Repeat all of the records verbatim.

-------- Information --------

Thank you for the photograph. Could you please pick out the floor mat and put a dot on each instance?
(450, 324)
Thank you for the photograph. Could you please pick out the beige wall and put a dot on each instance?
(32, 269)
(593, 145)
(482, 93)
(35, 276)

--------

Answer to the problem:
Thank you for the photograph. Could you please pick out the floor mat and put a dot on each instance?
(450, 324)
Thank you for the photograph. Could you please pick out the beige wall and put a dot on each instance?
(32, 269)
(593, 145)
(482, 93)
(35, 276)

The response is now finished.